BRIEF ->
All the data below goes into the copy word for word, but the pictures don't.
┏━━
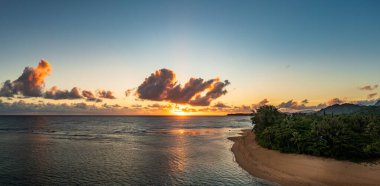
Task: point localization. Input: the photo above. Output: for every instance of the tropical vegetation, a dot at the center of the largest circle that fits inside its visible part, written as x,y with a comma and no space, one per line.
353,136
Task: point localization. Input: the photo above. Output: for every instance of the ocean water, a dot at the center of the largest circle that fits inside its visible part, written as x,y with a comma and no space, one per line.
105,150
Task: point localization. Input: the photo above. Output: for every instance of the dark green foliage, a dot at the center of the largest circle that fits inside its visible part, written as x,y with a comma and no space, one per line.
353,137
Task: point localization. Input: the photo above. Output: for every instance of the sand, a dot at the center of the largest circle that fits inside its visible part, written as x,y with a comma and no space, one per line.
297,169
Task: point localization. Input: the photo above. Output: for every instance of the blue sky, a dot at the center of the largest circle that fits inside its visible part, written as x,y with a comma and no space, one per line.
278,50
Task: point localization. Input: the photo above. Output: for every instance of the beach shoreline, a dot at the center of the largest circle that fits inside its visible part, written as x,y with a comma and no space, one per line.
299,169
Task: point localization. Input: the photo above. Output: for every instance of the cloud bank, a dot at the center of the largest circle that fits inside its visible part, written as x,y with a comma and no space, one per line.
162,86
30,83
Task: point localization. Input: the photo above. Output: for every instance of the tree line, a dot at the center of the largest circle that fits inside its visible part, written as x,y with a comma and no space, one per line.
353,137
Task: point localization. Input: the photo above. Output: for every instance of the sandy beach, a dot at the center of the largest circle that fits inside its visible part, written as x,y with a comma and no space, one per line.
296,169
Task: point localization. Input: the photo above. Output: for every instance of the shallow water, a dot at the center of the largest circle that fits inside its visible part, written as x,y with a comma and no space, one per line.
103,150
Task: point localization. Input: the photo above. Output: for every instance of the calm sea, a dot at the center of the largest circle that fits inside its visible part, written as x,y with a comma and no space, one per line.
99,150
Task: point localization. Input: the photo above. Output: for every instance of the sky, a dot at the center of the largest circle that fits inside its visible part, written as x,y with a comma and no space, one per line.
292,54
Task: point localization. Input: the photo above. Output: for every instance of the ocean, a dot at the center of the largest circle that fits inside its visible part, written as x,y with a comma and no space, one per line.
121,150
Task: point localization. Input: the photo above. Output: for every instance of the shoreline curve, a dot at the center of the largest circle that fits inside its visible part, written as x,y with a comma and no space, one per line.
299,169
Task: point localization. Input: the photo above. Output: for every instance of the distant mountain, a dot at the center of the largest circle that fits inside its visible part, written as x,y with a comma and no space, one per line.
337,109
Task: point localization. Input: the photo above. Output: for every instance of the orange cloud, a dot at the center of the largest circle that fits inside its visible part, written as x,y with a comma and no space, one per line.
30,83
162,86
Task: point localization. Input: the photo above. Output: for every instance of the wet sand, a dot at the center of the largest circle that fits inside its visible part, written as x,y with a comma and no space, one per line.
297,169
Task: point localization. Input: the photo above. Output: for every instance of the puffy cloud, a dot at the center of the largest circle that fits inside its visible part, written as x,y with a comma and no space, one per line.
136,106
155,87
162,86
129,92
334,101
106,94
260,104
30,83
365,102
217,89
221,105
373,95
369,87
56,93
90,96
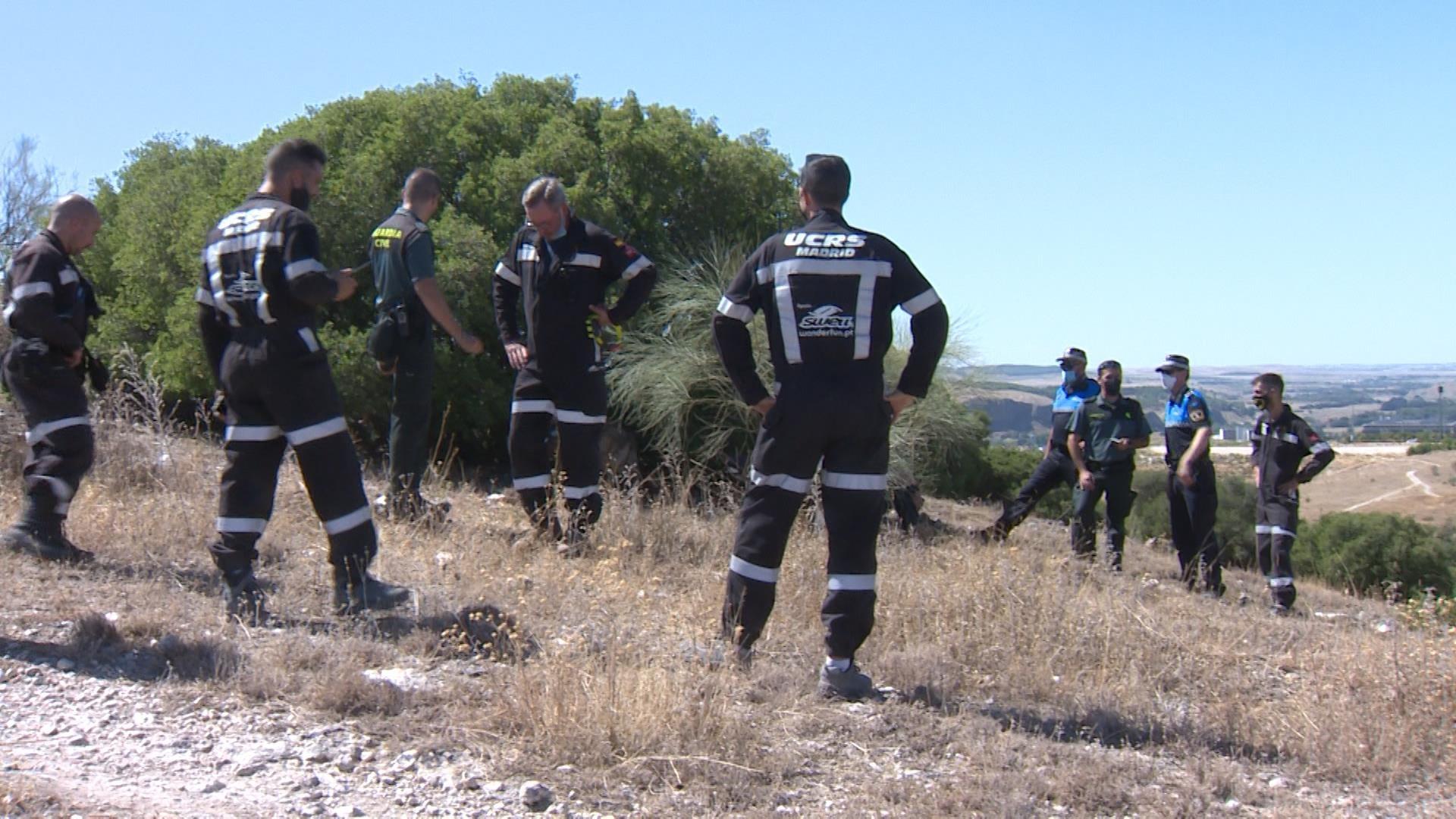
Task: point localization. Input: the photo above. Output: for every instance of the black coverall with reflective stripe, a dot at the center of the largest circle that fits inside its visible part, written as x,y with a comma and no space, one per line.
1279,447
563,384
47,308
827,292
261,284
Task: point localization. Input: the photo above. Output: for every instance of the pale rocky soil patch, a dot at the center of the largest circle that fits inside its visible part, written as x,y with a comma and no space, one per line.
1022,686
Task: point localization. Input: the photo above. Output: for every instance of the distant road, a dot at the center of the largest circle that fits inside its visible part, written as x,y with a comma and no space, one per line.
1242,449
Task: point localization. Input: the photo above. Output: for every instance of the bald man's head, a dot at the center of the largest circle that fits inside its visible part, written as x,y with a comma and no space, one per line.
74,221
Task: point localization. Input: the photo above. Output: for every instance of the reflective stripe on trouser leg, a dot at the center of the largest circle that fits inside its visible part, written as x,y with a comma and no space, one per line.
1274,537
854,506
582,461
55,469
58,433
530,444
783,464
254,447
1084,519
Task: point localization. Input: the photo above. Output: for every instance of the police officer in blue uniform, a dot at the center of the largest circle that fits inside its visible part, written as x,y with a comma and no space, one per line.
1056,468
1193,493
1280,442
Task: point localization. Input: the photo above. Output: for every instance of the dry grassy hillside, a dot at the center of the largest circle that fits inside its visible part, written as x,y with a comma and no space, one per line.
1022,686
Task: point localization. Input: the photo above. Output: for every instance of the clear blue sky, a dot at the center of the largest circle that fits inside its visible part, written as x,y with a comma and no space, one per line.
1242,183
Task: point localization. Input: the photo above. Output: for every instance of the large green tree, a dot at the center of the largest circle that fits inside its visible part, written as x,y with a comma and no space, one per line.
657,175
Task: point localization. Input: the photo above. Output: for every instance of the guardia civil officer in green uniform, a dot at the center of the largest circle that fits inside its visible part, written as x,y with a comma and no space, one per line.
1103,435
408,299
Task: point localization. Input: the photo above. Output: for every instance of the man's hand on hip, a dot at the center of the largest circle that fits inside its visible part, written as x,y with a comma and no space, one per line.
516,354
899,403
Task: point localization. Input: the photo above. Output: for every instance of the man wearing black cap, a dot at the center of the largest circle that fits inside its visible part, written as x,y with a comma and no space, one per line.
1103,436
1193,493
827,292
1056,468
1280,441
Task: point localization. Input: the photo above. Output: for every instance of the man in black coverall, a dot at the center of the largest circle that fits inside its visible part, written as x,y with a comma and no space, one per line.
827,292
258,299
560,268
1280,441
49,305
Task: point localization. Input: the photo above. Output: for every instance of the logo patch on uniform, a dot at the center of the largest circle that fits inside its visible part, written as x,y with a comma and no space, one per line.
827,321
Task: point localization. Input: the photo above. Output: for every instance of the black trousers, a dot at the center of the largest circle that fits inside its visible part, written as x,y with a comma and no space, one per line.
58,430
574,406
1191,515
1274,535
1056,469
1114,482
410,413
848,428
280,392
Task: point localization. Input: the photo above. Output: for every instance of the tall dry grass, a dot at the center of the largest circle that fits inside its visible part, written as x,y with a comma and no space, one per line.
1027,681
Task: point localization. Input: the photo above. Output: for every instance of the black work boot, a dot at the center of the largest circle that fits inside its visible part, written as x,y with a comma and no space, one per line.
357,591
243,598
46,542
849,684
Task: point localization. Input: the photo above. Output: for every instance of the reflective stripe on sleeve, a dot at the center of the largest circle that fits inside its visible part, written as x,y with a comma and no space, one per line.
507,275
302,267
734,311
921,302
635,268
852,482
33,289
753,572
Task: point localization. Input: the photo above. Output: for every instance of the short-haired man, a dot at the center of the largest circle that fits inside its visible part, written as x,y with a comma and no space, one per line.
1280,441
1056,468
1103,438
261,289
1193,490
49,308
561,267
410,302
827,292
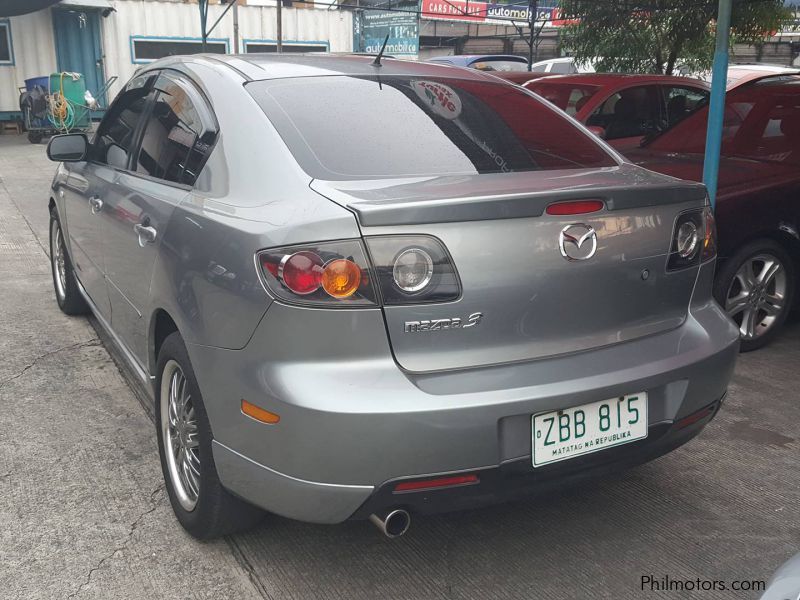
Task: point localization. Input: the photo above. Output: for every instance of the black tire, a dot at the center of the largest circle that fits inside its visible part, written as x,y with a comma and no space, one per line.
┗━━
OUTPUT BELOW ->
Task: point localization. Input: the photo above. Output: for every instance of the tropical vegetation, a dot at the center of the largest circle that fits inside its visible part, written as x,y with a comma and no space, one per line.
353,136
Task: point localization. Input: the photo above. Output: for every instance of the ocean water, a dot at the center of the largest circle that fits inside its visible part, written as x,y with a comma and no space, one per line.
105,150
Task: point localization. Input: the photo above. Output: for every instance of the dark green foliage, a dot at the center of the largest circle that fits inside its visible part, written as x,y with a comma and no space, one per line.
353,137
Task: point localization. Input: the photo above. Output: for every instance of the sand, a dot at the center of the largest circle that fits inside its visible part, written as x,y with a comma and no space, one per line.
297,169
Task: point localization. Input: the photo above. Output: for every instance of the blue sky, a dot at the center of the largest circle that fits inside its visible part, written as x,y with a comma and no space, one per line.
278,50
Task: point localization. Input: the photo above. Output: for every instance of the beach shoreline, a dot at the center of the largest circle that fits inside its visible part, written as x,y with a comma and no space, one per line.
299,169
Task: point localization. Input: the photo above. Output: for every instance of the cloud bank, a dot at the center of the largest circle that fits inside its visible part, written as x,y with a comma and no space, one per line.
162,86
30,83
Task: point localization. Input: the photo above. Output: for every instance of the tree line, a dot at the center of the largest circle that fits inside its visible part, written as x,y with a comma and no space, one per line.
353,137
Task: point localization. Input: the photo above. Output: for every instance of the sandy beach, a dot at the center of the largest circle that fits inside its visible part, written as x,y with a comma and no space, one per line.
296,169
Task: point localization. Input: the photo above. Output: for every instance of the shallow water, a dot at the center of the largest circle that fits inside its visible part, written as x,y with a comma and no space, one per line.
103,150
Task: point localization. Input: the photo above. Output: for every instance of the calm sea, a dot at the center of the largest circle that fits inside its visible part, written as x,y with a comma and no space, one per line.
99,150
Task: point localization. Input: the photo above. Output: for every instance of the sky, a dot at the center of the largest circle that fits inside its visible part, written as x,y with a comma and no space, one per line.
292,54
Task: point localization. Input: the photo above. Output: for every instance of the ocean, a dot at the center of the largest circle that fits inside its visible part, written as x,y with a comma and no space, one per line.
121,150
Task: point localization. Input: the photo above. Output: for every instance of the shoreline curve, a dot at the center of the largest circle that fits inside its visible part, written as x,y with a comma and no space, one per line.
299,169
Task: point localization. Input: the photo above. Output: for every instance of the distant mountain, a dot at the center of the largest circle that fits inside its visible part, written as x,y with a comma and no space, one per line.
337,109
Task: point localization. Input: the photo above. Output: for every instance of the orange cloud, a dot at the center of the largest circle that fits inside its visible part, written as x,y with a comma and no space, one per line.
30,83
162,86
Task: point localization. Input: the photo above. Output: for every instance of the wet sand, a dot at the center of the largest circle that fits inside its visible part, written as x,y with a comma and no space, one per line.
297,169
Task: point localization. Input: the photo above. Output: for every instance of the puffy cloud, a dot at the center of the largest circle that fits inside its visible part, written as x,y with a comma and no space, one per line.
136,106
155,87
162,86
129,92
334,101
106,94
260,104
30,83
365,102
217,89
221,105
373,95
369,87
56,93
90,96
Task: point localization. Input: the photo above. Output: for every instance of the black coverall with reflective stripe, a dot at the center of the largest circle that fits inside its visible part, written as x,y with a comma and no space, one per line.
1279,447
563,384
47,308
827,292
261,284
Task: point localization. Input: the photo above. Output: for every instance of the pale rocky soil patch, a dot at the center of the largest circle that fits inside its visible part, written as x,y with a comma and no space, one per line.
1022,686
Task: point localization. Input: the photo above. Output: for every instance of the distant road, a dot at the center of the largest circle that fits inside its visible part, written as x,y with a comma and no space, one per line.
1242,449
Task: point localization. Input: the photo above. Output: for every instance of the bald man's head, a dot at the center of the largest circle that fits inside its visible part, written as x,y with a comma and no space, one per line.
74,221
Task: point localization. Input: the photo above. Output: for every instance of the reflective stripe on trouser leg, a dot at the center of the largest circle that fits inside its visible part, written as x,y with a comma and no space, one per line.
1274,537
854,506
582,461
55,469
58,433
530,444
783,464
254,447
1084,519
Task: point localization. Input: the photo above. Output: for every instance of the police officer in blue uniform, a dot at the center of the largest circle that fits inside its visible part, written as x,y with a comma and no space, one per line.
1056,468
1193,493
1280,442
Task: point localization. Input: the photo above. Output: for every instance of the dry grassy hillside, a dot at the center of the largest circle that fits inside its visible part, written as x,y with a comma and no space, one per line.
1022,686
Task: point localization. Input: the photo above. Output: for every instance of the clear blue sky, a dot at the center of the largest circle that fits inside its visible part, written as x,y with a comma and no space, one per line.
1242,183
Task: point localization. Input: the photo above. Output: for every instance of the large green tree, a dot at the center of the largest circle that fits inside its visible part, written as x,y with a comma and no space, one per line.
657,175
Task: point localization. Input: the photo above. Output: for every instance of the guardia civil officer in green uniform, a dot at the center of the largest circle that fits inside its visible part, written as x,y with a comma and no space, one per line.
1103,435
408,299
Task: point localization. Input: the photo above. Output: for every instance of the man's hand on hip, a dot at the center of the largest circle that fits inside its visible part, written as x,y with a comma and no space, one per line.
516,354
899,403
Task: point localization. Input: the photo above. Output: for every instance of the man wearing black cap, a dot at the center of the largest circle that fits inside its visible part, written as x,y with a comma and no space, one per line.
1103,436
1193,493
827,292
1056,468
1280,441
Task: point localization. Input: the photo above. Output: for every instance of the man in black coverall, a dot at the center of the largest circle that fits inside its visible part, written as x,y with a comma and no space, one per line.
827,292
258,299
560,268
1280,441
49,305
Task: point localization. Input: the photo above. Output: for every instance of the logo patch on uniform, a dot at the center of the largest circle that fits inside its visible part, written as x,y with a comma and no space, one per line.
827,321
Task: point localization. Input: the photo above. Output: for every instance of the black trousers, a dot at the center of the largest circle that fits inside its visible part, written as x,y with a comma and no space, one per line.
58,430
574,406
1191,515
1274,535
1056,469
1114,482
410,413
848,428
280,392
Task: point localization. Input: the photo above. Output: for every instance of the tall dry grass, a dot at the center of the largest circle that fits inside its visible part, written as x,y with a comma and no space, one per line.
1027,681
Task: point localization. Input: the photo above. Output: for every instance of the black work boot, a dot at the center of the largest circle that fits inside its visible part, written as x,y with a comma and no space, one per line.
357,591
243,598
46,542
849,684
Task: point localization. Input: the photo above. Output: for every instance of the reflective stripe on sleeve, a dot at the center of the largest circle that fits inside its visible part, written as x,y with a comma and no space, one per line.
507,275
302,267
734,311
921,302
635,268
852,482
33,289
753,572
Task: point localization. Input: the photo above. Output: for every instance of the short-haired man, a dot at the center of the largest circle that fits inside its visible part, written as x,y with a comma and no space, one per line.
1280,441
1056,468
1103,438
261,289
1193,490
49,308
561,267
410,302
827,292
Task: point localization. Input: the photo above. Output: for every instance of the black tire, a dot at the center of the largest circle that fits inside its visible part, written as x,y with a comma and no space, one per line.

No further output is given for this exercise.